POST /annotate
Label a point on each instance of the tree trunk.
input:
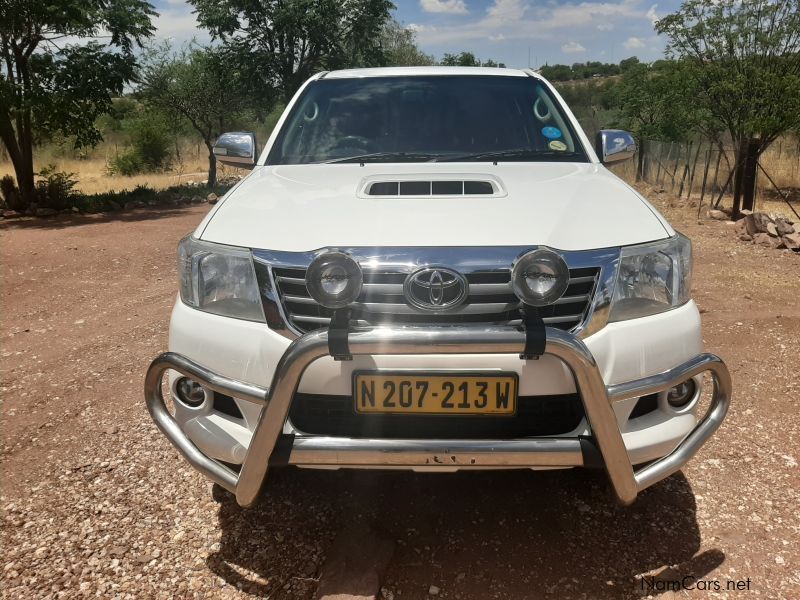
(212, 167)
(20, 151)
(640, 165)
(749, 167)
(738, 164)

-=-=-

* _Given task_: Reproduce the data above verbatim, line by line, and leave the picture out.

* _Task result_:
POST /annotate
Label a point on each instance of the tree trunk.
input:
(212, 167)
(20, 151)
(640, 165)
(749, 167)
(738, 164)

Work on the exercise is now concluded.